- JOB:
Print the lines from the very first one through the line that contains "box: [249, 127, 282, 299]", including both of those lines. Copy each line without any change.

- SUPPLIED DATA:
------------

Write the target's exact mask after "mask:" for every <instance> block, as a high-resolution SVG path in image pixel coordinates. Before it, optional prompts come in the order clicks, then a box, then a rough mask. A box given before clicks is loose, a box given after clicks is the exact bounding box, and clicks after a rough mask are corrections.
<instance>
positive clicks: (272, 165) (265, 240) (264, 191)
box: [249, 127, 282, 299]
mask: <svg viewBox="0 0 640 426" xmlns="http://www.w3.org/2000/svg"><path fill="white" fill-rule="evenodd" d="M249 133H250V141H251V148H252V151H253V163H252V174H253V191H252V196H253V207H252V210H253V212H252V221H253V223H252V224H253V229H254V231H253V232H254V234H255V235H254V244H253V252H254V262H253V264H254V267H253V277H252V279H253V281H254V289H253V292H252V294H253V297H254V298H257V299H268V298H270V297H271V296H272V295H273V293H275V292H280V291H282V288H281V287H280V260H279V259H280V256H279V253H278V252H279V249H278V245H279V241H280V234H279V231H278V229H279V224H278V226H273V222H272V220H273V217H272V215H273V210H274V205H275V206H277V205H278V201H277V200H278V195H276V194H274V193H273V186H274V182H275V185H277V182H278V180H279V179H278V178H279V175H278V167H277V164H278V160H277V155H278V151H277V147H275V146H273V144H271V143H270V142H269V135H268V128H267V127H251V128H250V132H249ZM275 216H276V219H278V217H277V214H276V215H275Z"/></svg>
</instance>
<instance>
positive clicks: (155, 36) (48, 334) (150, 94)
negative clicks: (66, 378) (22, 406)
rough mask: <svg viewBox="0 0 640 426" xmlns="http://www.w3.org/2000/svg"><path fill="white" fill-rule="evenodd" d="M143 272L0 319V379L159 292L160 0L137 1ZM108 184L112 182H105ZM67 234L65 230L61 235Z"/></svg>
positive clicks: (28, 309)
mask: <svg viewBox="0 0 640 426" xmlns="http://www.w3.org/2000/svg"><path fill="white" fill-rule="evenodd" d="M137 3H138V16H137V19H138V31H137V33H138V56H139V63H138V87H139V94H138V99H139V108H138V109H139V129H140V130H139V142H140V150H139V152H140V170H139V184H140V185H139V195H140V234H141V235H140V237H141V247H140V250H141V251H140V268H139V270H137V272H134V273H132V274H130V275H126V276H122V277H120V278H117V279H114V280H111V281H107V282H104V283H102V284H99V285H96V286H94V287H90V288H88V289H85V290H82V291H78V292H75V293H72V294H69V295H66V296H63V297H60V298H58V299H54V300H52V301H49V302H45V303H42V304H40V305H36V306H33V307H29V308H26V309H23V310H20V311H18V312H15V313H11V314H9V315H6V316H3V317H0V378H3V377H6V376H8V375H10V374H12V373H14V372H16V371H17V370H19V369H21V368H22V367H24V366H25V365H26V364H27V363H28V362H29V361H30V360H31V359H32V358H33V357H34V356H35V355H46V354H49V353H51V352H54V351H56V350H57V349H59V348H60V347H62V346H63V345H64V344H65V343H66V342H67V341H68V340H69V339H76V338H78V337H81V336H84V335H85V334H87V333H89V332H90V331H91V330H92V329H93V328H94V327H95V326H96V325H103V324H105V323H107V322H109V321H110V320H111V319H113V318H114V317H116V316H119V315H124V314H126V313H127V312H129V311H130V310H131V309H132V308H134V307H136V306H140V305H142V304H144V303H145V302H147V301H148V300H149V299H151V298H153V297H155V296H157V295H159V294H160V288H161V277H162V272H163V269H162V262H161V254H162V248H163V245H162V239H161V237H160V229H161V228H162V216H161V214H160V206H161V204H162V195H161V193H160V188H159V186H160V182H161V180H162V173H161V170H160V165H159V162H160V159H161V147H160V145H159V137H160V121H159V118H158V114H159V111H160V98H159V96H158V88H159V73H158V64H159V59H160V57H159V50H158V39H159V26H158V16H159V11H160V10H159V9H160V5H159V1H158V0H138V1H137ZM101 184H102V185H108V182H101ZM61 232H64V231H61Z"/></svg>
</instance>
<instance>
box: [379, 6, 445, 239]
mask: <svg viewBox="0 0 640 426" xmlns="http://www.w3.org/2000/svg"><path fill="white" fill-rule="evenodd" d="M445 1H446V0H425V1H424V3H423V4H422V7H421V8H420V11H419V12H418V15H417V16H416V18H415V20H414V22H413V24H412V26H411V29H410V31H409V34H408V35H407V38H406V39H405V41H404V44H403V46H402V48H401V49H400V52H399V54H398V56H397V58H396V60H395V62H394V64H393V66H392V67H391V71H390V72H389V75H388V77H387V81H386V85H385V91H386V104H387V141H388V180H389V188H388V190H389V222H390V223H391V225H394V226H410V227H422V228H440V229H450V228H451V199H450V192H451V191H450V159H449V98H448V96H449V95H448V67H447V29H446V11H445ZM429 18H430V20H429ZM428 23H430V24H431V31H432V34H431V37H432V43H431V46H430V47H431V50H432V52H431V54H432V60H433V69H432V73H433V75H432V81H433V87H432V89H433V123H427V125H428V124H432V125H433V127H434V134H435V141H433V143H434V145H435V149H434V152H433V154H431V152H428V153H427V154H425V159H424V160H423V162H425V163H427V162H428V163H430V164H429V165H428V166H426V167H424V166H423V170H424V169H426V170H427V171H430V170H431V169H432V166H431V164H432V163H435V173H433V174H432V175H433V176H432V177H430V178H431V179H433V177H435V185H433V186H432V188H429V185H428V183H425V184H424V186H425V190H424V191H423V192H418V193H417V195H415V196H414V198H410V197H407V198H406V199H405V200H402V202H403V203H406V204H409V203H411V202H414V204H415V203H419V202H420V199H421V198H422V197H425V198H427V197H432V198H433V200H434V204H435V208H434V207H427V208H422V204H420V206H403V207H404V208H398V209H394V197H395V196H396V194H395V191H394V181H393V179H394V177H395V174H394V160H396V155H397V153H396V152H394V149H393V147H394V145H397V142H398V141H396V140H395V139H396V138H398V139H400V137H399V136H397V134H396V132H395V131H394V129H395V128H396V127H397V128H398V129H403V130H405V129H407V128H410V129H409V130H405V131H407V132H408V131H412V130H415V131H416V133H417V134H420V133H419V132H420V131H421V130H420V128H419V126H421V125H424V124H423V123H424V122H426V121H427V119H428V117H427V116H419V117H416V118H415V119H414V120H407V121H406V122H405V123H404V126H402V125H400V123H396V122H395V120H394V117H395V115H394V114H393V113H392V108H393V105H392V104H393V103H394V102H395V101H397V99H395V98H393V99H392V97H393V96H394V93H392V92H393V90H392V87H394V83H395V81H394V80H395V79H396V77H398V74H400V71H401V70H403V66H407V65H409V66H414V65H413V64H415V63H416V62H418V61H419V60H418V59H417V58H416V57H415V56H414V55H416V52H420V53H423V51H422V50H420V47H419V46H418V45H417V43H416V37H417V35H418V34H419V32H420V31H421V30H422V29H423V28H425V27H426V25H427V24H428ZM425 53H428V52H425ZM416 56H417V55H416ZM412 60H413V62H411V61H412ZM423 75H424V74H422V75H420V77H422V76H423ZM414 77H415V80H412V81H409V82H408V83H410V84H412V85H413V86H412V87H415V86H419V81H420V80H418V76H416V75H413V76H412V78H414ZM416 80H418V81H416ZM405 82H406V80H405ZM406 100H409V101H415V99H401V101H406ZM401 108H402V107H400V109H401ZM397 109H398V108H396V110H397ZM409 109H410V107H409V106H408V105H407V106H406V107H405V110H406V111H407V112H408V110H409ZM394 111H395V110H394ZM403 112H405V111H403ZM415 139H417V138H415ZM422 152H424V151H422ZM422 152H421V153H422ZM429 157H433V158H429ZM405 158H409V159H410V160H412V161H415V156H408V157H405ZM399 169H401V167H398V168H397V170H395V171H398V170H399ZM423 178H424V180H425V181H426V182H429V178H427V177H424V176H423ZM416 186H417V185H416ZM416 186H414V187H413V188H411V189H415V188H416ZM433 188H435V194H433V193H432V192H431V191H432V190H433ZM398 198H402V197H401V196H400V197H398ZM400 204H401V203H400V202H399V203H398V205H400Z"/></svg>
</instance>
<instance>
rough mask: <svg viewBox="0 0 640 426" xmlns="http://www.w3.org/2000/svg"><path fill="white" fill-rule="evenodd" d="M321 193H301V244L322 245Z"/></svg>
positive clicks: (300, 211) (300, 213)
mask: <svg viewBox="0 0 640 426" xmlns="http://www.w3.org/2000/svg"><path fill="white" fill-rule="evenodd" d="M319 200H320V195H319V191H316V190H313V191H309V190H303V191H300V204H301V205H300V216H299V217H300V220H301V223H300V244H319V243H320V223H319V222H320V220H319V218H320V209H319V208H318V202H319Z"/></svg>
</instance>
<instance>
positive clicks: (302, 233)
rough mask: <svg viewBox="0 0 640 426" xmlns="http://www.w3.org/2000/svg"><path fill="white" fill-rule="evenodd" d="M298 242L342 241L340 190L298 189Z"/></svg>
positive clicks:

------------

- RESPONSE BOX:
Write the target's exact mask after "mask:" for every <instance> block, as a high-resolution SVG path in image pixel coordinates. Before it, optional prompts come in the order clicks, then a box, then a rough mask. A box given before clicks is loose, a box given after clicks is the exact bounding box, and clicks after a rough mask are corrections.
<instance>
positive clicks: (272, 165) (265, 240) (264, 191)
box: [249, 127, 282, 299]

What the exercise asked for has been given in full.